## [Exercise]
Add 112 to each x and y coordinate in the answers in the stretch of the listing below from the line containing "of the coiled" through the line containing "(1095, 413)". Write out every line of that stretch again, with only those values changed.
*** Extracted information ***
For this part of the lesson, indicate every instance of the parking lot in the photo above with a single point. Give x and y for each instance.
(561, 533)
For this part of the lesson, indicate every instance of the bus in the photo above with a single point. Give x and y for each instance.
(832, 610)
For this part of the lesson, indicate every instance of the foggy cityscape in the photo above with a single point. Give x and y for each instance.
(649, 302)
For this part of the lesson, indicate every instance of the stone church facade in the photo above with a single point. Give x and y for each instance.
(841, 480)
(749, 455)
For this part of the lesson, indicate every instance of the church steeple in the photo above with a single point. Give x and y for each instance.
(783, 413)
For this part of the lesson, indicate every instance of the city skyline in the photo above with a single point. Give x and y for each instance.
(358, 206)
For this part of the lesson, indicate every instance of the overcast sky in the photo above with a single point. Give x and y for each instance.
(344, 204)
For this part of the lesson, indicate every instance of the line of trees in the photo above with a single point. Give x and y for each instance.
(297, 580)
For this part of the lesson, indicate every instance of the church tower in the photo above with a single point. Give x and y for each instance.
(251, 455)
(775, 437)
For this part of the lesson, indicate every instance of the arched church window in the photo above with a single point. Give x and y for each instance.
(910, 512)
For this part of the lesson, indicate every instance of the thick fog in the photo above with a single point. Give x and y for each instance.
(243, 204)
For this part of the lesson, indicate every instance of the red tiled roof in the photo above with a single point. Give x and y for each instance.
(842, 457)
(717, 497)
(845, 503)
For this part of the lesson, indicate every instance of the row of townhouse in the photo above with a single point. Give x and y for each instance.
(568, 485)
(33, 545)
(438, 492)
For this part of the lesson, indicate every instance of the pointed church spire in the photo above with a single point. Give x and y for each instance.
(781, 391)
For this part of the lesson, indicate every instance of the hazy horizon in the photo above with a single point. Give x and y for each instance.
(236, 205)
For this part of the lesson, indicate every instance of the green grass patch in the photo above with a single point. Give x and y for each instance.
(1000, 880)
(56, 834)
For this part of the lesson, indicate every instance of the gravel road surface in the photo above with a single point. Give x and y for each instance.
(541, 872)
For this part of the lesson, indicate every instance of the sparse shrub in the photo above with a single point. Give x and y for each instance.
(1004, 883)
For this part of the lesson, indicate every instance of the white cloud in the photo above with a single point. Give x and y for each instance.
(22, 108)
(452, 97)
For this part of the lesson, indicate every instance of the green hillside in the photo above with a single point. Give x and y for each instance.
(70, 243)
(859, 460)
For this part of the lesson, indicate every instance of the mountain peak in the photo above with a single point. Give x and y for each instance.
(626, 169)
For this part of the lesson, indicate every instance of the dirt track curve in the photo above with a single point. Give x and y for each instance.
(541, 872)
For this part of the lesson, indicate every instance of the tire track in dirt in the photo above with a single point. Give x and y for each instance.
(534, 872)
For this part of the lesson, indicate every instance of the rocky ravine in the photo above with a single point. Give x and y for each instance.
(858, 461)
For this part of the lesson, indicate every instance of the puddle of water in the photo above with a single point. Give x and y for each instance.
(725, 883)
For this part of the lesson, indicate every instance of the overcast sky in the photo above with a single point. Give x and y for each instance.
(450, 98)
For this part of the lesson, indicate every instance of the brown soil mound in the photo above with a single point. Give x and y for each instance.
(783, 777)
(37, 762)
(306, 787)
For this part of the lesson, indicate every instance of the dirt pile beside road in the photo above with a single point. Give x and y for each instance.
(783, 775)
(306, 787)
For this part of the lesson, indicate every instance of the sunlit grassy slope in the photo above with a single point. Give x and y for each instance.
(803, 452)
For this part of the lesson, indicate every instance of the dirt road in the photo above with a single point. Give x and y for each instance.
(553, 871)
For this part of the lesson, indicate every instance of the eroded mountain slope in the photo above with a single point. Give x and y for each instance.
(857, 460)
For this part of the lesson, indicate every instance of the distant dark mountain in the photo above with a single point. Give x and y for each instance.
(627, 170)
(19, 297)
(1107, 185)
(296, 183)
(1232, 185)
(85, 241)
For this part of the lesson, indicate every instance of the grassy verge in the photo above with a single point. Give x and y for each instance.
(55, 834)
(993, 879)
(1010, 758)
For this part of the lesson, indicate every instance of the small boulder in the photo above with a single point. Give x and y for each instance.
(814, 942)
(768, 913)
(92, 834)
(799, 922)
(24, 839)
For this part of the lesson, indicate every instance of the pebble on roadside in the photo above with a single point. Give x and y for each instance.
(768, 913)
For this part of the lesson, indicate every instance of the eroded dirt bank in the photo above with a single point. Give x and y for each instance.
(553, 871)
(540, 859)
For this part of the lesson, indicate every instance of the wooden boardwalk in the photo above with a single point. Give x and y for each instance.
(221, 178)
***
*** Extracted information ***
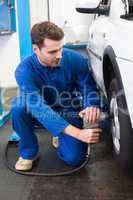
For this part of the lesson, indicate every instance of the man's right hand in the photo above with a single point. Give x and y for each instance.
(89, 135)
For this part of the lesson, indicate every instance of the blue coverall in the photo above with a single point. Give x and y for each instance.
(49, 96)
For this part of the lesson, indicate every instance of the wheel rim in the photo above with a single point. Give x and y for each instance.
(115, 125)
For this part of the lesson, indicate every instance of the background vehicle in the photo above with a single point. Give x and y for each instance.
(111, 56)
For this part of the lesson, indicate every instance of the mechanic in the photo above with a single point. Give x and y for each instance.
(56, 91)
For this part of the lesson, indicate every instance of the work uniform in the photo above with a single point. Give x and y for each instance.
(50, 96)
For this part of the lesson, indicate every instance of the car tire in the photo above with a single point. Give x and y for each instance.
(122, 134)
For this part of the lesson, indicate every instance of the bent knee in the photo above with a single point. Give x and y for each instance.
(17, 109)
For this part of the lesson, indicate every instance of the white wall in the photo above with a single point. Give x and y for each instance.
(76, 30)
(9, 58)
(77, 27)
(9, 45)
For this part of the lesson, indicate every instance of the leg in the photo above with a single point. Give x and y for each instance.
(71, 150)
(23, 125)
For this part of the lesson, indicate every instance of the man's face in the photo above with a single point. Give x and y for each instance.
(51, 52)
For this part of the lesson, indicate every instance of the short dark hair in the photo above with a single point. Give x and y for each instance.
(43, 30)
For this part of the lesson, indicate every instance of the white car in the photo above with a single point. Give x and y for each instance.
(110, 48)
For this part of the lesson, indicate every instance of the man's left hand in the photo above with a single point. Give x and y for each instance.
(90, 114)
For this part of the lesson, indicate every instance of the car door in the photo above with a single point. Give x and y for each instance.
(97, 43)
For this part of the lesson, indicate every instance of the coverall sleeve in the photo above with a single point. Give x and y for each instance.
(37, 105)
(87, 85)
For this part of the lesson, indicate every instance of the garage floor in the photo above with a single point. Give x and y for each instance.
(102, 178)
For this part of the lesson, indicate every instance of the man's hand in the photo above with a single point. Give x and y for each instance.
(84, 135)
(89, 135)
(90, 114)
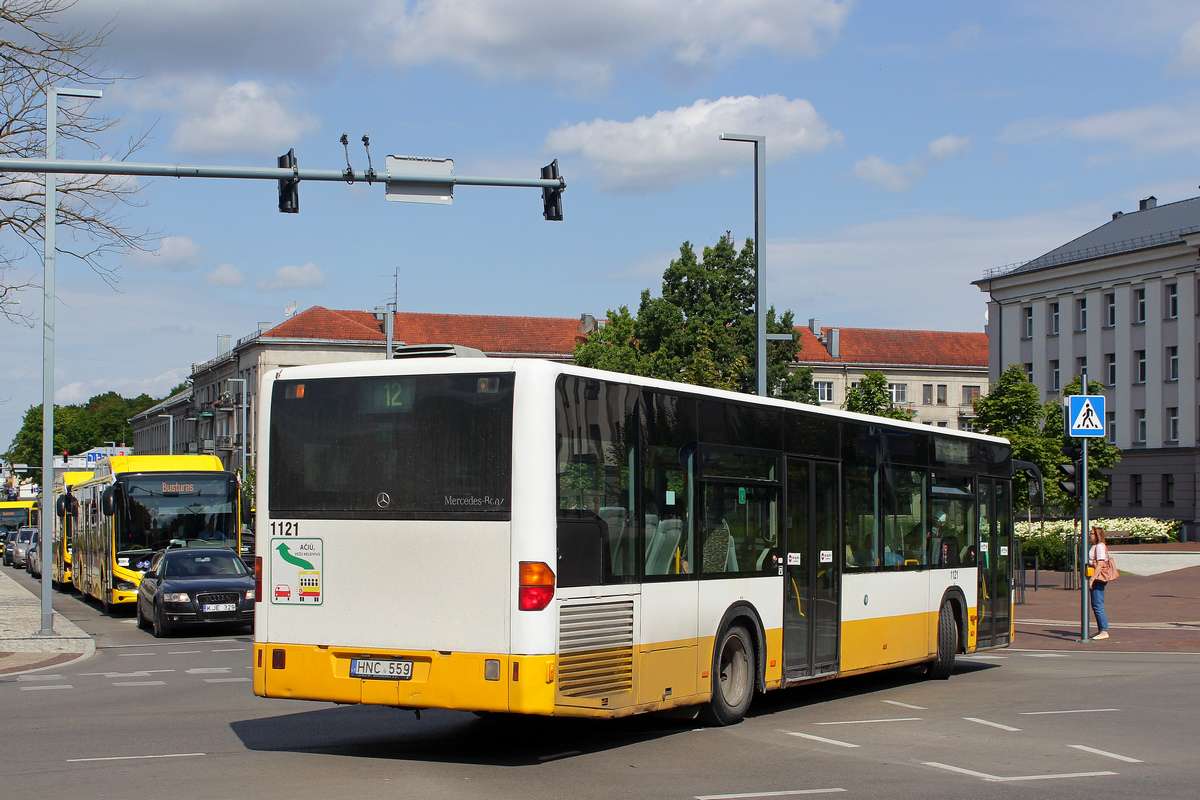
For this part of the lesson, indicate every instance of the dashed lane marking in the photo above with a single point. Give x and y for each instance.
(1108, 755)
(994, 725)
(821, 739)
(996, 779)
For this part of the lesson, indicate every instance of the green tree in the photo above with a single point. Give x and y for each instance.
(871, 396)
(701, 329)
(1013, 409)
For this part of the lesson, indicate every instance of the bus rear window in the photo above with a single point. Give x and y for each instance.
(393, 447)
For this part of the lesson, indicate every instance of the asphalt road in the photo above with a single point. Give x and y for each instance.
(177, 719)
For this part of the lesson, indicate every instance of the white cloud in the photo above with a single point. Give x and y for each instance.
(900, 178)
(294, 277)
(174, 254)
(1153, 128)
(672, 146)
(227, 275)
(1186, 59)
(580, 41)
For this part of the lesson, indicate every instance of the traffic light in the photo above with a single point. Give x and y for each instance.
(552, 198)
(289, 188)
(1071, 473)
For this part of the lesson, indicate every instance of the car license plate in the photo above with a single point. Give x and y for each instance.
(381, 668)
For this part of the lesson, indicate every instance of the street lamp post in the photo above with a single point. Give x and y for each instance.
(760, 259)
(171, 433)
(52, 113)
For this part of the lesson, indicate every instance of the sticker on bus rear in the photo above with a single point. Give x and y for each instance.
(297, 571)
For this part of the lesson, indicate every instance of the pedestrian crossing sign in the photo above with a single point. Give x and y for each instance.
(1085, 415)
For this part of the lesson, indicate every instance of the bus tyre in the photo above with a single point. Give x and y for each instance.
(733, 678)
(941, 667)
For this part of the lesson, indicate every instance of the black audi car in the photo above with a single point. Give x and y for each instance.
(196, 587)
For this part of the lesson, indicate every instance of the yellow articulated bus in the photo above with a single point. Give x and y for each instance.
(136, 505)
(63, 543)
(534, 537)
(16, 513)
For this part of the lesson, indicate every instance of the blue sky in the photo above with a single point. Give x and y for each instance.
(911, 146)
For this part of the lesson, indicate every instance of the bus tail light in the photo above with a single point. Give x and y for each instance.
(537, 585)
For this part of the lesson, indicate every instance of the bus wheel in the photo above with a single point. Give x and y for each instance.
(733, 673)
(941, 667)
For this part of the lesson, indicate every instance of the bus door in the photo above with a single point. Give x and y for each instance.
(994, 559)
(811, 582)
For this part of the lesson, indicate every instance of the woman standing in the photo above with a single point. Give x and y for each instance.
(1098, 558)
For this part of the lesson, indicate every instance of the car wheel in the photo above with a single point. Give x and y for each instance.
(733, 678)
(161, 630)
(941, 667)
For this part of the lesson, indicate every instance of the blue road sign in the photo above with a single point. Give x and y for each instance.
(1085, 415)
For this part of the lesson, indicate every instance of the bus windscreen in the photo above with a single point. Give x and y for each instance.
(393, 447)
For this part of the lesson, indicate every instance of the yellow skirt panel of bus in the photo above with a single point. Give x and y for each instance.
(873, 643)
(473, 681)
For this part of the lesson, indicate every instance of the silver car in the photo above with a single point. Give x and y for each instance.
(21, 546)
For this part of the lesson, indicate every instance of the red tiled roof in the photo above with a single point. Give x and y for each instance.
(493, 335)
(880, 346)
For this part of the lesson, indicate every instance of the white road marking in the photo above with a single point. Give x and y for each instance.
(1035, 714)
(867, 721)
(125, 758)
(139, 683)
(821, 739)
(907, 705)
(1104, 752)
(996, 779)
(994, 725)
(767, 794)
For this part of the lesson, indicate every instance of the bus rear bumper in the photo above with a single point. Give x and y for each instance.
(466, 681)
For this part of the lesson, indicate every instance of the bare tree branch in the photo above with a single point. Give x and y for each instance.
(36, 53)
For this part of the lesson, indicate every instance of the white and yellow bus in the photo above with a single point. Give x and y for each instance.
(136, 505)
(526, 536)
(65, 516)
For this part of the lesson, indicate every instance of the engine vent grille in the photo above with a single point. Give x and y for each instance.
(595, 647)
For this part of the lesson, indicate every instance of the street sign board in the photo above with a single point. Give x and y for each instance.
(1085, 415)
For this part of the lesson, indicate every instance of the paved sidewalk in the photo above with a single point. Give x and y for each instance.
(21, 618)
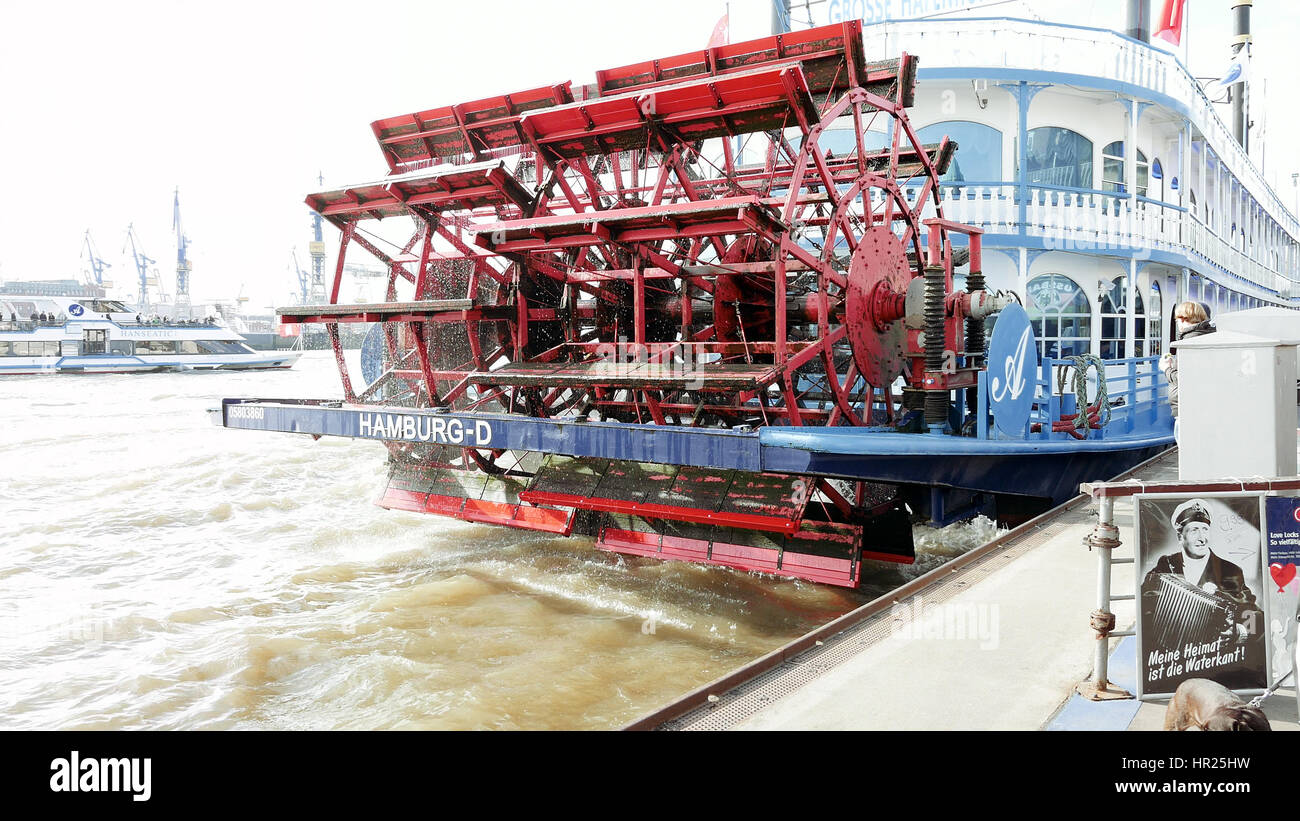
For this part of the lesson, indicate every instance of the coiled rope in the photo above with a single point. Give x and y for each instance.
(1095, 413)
***
*** Extracted information ***
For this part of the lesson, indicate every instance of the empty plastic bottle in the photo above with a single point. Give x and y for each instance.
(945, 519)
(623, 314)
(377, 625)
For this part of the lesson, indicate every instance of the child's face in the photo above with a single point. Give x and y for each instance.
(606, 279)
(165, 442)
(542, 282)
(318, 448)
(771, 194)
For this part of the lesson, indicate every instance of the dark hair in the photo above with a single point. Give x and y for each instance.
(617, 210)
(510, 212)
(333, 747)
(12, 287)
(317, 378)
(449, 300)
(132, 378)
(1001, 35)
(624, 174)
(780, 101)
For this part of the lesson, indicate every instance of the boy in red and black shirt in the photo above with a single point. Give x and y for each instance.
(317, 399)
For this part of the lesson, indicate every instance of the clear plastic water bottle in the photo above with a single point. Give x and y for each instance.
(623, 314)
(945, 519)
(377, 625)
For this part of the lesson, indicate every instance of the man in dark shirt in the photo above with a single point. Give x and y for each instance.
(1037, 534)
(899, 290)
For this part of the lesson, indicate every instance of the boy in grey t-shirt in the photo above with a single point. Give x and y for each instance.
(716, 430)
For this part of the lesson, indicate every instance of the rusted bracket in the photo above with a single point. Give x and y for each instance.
***
## [Expected answer]
For this part of the lesson, indicate every instance of the coiled rope in the photo above with a single point. Give x and y for each instance.
(1207, 525)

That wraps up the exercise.